Rewrite the lines below, changing each "Reviewer note" to "Annotator note" and leaving everything else as it is.

··········

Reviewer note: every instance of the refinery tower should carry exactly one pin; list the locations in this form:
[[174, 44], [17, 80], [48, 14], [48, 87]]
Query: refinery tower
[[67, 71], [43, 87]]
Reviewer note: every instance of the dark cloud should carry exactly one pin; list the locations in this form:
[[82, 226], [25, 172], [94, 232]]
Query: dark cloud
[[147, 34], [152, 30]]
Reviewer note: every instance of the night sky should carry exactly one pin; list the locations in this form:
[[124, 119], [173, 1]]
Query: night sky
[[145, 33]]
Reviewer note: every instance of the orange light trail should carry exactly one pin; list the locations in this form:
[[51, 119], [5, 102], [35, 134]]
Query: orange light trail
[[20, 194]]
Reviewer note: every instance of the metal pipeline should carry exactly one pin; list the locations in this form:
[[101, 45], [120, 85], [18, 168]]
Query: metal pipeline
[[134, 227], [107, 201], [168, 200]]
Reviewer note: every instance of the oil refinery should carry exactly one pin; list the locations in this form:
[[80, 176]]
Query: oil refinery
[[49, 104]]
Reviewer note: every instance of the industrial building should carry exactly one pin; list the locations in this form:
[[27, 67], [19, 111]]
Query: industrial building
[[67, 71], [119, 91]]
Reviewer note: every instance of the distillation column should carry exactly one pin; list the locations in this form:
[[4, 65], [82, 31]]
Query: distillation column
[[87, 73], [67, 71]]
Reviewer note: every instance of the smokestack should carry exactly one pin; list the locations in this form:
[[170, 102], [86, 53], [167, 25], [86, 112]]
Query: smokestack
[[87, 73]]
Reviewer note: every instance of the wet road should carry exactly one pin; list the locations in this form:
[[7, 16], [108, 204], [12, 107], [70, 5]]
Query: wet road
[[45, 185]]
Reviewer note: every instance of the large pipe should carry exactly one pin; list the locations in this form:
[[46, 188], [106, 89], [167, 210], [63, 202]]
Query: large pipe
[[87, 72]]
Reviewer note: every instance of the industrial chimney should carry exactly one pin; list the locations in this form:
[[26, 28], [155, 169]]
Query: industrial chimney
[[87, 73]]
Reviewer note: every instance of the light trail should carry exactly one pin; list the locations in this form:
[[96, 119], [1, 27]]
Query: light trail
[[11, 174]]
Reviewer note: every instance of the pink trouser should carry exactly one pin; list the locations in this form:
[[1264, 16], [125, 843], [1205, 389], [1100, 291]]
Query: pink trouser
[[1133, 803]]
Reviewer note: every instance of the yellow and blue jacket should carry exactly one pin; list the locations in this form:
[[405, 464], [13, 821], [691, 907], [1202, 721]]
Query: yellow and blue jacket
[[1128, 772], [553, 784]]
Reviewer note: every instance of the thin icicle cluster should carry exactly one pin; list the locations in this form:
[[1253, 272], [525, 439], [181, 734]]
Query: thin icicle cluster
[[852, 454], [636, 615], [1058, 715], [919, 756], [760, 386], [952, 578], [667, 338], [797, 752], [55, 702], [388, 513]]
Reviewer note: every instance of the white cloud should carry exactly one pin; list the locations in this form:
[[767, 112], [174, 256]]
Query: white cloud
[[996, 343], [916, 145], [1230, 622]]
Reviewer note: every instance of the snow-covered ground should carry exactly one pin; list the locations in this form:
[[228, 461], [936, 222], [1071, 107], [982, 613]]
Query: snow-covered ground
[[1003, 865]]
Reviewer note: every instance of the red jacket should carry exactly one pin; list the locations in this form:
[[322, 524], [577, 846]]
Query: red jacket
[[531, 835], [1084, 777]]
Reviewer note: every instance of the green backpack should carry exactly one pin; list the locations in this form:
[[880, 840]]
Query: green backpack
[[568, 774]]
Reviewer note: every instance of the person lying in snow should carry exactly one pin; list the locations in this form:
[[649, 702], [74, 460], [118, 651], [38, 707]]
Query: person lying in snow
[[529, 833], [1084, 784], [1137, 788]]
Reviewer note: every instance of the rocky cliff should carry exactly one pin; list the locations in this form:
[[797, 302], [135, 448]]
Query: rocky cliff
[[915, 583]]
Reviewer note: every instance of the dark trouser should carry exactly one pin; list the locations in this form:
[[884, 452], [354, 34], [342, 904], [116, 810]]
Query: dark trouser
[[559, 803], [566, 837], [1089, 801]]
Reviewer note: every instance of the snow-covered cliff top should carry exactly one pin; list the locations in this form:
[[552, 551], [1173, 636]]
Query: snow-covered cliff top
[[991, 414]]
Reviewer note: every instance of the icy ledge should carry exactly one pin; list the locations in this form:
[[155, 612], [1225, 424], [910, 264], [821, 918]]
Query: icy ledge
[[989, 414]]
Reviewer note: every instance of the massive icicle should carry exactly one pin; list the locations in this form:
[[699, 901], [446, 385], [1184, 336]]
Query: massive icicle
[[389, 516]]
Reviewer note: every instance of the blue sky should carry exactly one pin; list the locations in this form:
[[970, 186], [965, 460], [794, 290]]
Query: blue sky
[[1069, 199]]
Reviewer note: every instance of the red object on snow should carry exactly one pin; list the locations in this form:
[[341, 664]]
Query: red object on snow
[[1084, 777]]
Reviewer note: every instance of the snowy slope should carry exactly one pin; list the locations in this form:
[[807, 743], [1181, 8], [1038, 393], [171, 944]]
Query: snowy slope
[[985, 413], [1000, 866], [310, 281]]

··········

Solution for this exercise >>
Annotator note: every instance of the refinery tower should carry exactly one pin; list the locations in this form:
[[174, 44], [17, 80], [48, 14], [48, 87]]
Query: refinery tower
[[67, 71], [43, 87]]
Annotator note: every instance of the dark cloud should carry exactly one pin; list the locations in this form:
[[82, 226], [25, 172], [94, 232]]
Query: dark cloud
[[147, 34], [152, 30]]
Annotator note: every instance of the night sky should carry exactly one pin; list the locations in this form:
[[124, 119], [173, 1]]
Query: night sky
[[145, 33]]
Annotator note: every instance of the orange light trail should carry exactly one pin; list the locations in this form:
[[51, 119], [5, 102], [35, 134]]
Query: orange light trail
[[20, 194]]
Annotator note: every instance of the metal pipeline should carry exactly one pin; list the locations in this form:
[[101, 45], [120, 85], [18, 168]]
Query: metal pipeline
[[134, 227], [107, 201], [168, 200]]
Annotator note: every instance of the oil refinery should carry exactly one pin; list the locations in this form:
[[80, 176]]
Query: oil refinery
[[49, 104]]
Annotator note: every instance of the industrial building should carry exactly one pin; list the locations in this form:
[[27, 67], [19, 111]]
Query: industrial building
[[67, 71], [119, 91]]
Annotator note: every instance of the distillation column should carry exactly one pin; list the locations in this form:
[[4, 65], [82, 31]]
Query: distillation column
[[87, 73], [67, 71]]
Annotator note: every instance of the smokestack should carry exactly one pin; list the locations in this form:
[[170, 102], [86, 53], [167, 25], [86, 112]]
Query: smokestack
[[87, 73]]
Annotator note: every instance of the wet road should carry exactly one pin; list the locations in this form:
[[7, 16], [108, 204], [12, 107], [70, 5]]
Query: wet road
[[45, 185]]
Annotator note: every instance of the large pipe should carry exactly one pin; list the locations in this form:
[[46, 188], [106, 89], [167, 210], [63, 202]]
Query: large pipe
[[87, 72]]
Annotator note: every instance of the industrial chimney should carry exactly one pin; list the locations in this form:
[[26, 28], [155, 169]]
Query: industrial chimney
[[87, 73]]
Annotator note: every instance of the light trail should carry exactly one pin; list the locations in this form:
[[96, 119], [1, 27]]
Query: light trail
[[11, 174]]
Annotator note: every instance of the pink trouser should carry exactly one pin; list the locations in this form:
[[1264, 16], [125, 843], [1205, 389], [1100, 291]]
Query: pink trouser
[[1133, 803]]
Annotator note: every instance of the yellow and blue jacket should carry exactly one pin; list the locations in this form:
[[405, 464], [13, 821], [691, 907], [1202, 721]]
Query: yellow and blue jacket
[[1128, 772], [553, 784]]
Annotator note: every instance of the thin icicle cluster should carry exactly one pin; list the locations in this form:
[[1253, 272], [525, 439], [181, 734]]
Query: thin icicle cluster
[[852, 454], [636, 615], [1058, 715], [919, 756], [760, 386], [952, 578], [667, 338], [797, 752], [55, 702], [388, 513]]
Annotator note: every instance of the white cloud should carry exactly one pin; list the locations in this form:
[[767, 112], [174, 256]]
Query: white cloud
[[996, 343], [916, 145], [1230, 622]]
Annotator note: every instance of the snow-covered ground should carry exactly one pin; list the locations in this form:
[[228, 461], [936, 222], [1071, 107], [982, 613]]
Query: snow-covered ground
[[1003, 865]]
Annotator note: every instance of the red jacket should carry exactly one pin; list the locations in this form:
[[322, 524], [577, 846]]
Query: red jacket
[[531, 835], [1084, 777]]
Annotator note: every instance of the green backpack should carry exactly one pin; list the locations in this form:
[[880, 840]]
Query: green backpack
[[568, 774]]
Annotator note: every instance of the person lying in snow should carry exactly one pin; list the locations in this form:
[[649, 702], [74, 460], [118, 651], [38, 707]]
Query: person lying in snow
[[529, 833], [1084, 784], [1137, 788]]
Annotator note: every instance of the rocky cliff should carry exactly one pin; list the locations in this form:
[[797, 302], [135, 448]]
Query: rocky cliff
[[915, 583]]
Annotator note: every instance of the dark trouser should carry exactly one pin; list the locations in this form:
[[884, 452], [354, 34], [342, 904], [116, 810]]
Query: dark trouser
[[559, 803], [566, 837], [1089, 801]]
Annotator note: every instance of the snow-covered cliff top should carry exactly one pin; list the locations in this form:
[[552, 551], [1173, 636]]
Query: snow-covered cliff top
[[991, 414]]
Annotator note: every instance of the icy ledge should carry exactly one pin; list the locations in this form:
[[155, 612], [1225, 424], [910, 264], [821, 918]]
Query: icy ledge
[[989, 414]]
Annotator note: every instance of the massive icicle should carry exactly one pin; list the locations in this form:
[[699, 901], [446, 385], [1184, 336]]
Query: massive icicle
[[389, 516]]
Annotator note: every instance of the blue sky should carry exactly one pin; list the locations in this form:
[[970, 186], [965, 460], [794, 290]]
Query: blue sky
[[1069, 199]]
Annotator note: every instance of the red object on snow should carry exactly one pin; list the locations in this form:
[[341, 664]]
Query: red object on snow
[[1084, 777]]
Annotator note: every instance of the snowy slope should carry exactly one pin; list the locations in this form:
[[807, 743], [1181, 8], [1038, 393], [171, 944]]
Query: snowy slope
[[985, 413], [1000, 866], [310, 281]]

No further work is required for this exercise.